*Exercise directions:*
Read the data and repeat it in full, exactly.

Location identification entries
'''
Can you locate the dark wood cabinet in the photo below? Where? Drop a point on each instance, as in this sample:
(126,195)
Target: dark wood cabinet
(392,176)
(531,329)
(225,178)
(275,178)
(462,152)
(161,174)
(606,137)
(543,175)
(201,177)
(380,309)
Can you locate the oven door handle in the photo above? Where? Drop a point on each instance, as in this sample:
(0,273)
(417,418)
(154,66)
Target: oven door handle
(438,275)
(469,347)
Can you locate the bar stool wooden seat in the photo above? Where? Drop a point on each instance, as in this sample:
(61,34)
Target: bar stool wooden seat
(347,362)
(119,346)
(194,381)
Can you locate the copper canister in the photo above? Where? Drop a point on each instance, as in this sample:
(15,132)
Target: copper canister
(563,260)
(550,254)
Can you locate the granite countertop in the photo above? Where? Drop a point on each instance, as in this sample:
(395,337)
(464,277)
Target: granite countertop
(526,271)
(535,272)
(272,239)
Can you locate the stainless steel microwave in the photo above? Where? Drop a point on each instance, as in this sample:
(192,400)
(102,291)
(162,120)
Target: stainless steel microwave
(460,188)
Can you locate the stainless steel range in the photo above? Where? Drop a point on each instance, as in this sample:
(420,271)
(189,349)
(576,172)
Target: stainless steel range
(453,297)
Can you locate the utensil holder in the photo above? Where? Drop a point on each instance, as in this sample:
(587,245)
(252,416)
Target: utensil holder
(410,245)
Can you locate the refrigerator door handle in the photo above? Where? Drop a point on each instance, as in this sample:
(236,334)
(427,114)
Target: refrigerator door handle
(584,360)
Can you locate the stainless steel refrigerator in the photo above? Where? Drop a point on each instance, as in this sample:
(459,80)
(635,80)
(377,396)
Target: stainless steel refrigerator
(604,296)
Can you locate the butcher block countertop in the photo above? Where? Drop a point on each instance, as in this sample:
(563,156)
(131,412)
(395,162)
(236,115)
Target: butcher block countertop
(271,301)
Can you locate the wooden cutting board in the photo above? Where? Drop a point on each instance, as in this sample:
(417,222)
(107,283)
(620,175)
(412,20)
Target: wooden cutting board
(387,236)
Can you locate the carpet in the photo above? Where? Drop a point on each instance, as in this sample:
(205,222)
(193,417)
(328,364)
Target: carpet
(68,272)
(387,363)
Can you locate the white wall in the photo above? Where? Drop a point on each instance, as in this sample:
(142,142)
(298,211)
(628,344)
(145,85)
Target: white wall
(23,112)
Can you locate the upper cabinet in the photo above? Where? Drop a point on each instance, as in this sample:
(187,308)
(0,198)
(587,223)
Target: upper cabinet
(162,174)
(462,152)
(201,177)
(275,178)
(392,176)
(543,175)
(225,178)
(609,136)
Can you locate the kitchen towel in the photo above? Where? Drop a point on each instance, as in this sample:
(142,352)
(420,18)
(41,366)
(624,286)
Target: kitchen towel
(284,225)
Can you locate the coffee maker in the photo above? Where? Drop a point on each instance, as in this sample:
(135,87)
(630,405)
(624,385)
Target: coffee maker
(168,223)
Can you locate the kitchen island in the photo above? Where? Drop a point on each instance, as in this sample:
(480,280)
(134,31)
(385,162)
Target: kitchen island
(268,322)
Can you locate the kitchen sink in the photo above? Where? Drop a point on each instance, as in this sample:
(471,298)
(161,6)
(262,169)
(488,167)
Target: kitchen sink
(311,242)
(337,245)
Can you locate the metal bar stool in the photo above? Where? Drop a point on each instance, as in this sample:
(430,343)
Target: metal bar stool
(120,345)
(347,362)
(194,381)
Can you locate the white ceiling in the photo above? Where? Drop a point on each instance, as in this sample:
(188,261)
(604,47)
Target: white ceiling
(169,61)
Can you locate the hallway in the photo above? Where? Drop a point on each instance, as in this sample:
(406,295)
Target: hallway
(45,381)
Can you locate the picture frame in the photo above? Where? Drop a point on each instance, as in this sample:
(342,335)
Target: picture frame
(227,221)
'''
*Answer to this exercise:*
Can you locate the dark wood cabinet in the photo below? Where? Drop a point on each instance, as in this sample:
(126,195)
Target: dark wood cabinet
(392,176)
(531,329)
(225,178)
(275,178)
(462,152)
(161,174)
(606,137)
(543,175)
(201,177)
(380,309)
Can you locate the oven door handle in the photo above? Where? Drop a point on each instance, as in this sample:
(0,273)
(417,418)
(154,66)
Target: oven door handle
(438,275)
(469,347)
Can you locate the bar stool wooden seat in the photo above? Where? Drop a point on each instance, as in this sample:
(61,34)
Target: bar stool wooden seat
(347,362)
(119,346)
(194,381)
Can you locate the copper canister in the photo above? Where? Drop a point on each instance, as in this sample:
(15,132)
Target: copper canister
(563,260)
(550,254)
Can you locate the granite countertop in the photo above? Where? Drop a point on each instance, as in this sample:
(395,337)
(464,277)
Target: granite countertop
(526,271)
(535,272)
(272,239)
Can you locate the stainless steel microwave in the photo above? Where? Drop a point on each instance, as in this sample:
(192,400)
(102,291)
(162,120)
Target: stainless steel microwave
(460,188)
Can you locate the stainless steel range in the photo above? Where? Drop a point on each instance, as in this sample:
(420,271)
(189,349)
(576,172)
Target: stainless steel range
(453,297)
Can you locate the utensil holder in the photo above? Where? Drop a point on each instance, as in this sample:
(587,245)
(252,416)
Target: utensil holder
(410,245)
Can you locate the refrigerator door handle in the photo above? Where? Drop a point on each instance, as in this sample:
(236,334)
(427,114)
Target: refrigerator door handle
(584,360)
Can you locate the stainless steel refrigerator in the photo above? Where? Drop a point on each instance, as in this sample:
(459,80)
(635,80)
(377,396)
Target: stainless steel refrigerator
(604,296)
Can you locate the butcher block countertop in the photo above? Where? Drop a point on each instance, as in this sample:
(563,156)
(131,412)
(395,162)
(236,115)
Target: butcher block countertop
(271,301)
Can you locate the wooden cutting board in the photo above? Where? Drop a point on each instance, as in this sample:
(417,222)
(107,283)
(620,175)
(412,20)
Target: wooden cutting board
(387,236)
Can you locate the carpet in the photo above? Where? Drop a point on each instance, as in this sample:
(205,222)
(193,417)
(328,364)
Target: carpet
(68,272)
(387,363)
Can you locate the white wall in the photo above? Where? Drop a point on each instance, as in this sample:
(142,142)
(298,211)
(628,344)
(145,85)
Target: white wall
(23,112)
Can you locate the upper cabinet in the photo above? Where? Drop a point on each instance, as in this sample:
(187,308)
(0,198)
(587,223)
Target: upper cabinet
(162,174)
(462,152)
(201,177)
(275,178)
(392,176)
(543,175)
(225,178)
(609,136)
Can you locate the kitchen towel in the photo above? Where? Drop a point on each instance, as in this sample:
(142,352)
(420,18)
(41,366)
(624,286)
Target: kitchen towel
(284,225)
Can you locate the coffee maker in the photo above? Where? Drop a point on each instance, as in this sample:
(135,87)
(630,405)
(624,385)
Target: coffee maker
(168,223)
Can you locate the kitchen island in the photo above? Where? Drop a point on each instance, as in this sample:
(480,280)
(134,31)
(385,162)
Target: kitchen island
(268,322)
Can you locate the kitchen sink in the photo above? Where? Drop a point on each instance, as in this sample:
(471,298)
(161,6)
(262,169)
(488,167)
Target: kitchen sink
(311,242)
(337,245)
Can you locate the metal bar stool in the photo above? Where? Drop a point on each instance, as in this sample:
(430,343)
Target: metal bar stool
(120,345)
(347,362)
(194,381)
Can you locate the white ceiling in the photo above? Where? Drop a point on each instance, as in this sample:
(188,261)
(604,47)
Target: white ceiling
(169,61)
Can you locate the hallway in the photo above? Where? Drop a point on each instance, as in this sample:
(406,295)
Target: hallway
(45,381)
Can you locate the picture frame in the photo above? Where? Drop a point on each instance, as in this sample:
(342,335)
Target: picture frame
(227,221)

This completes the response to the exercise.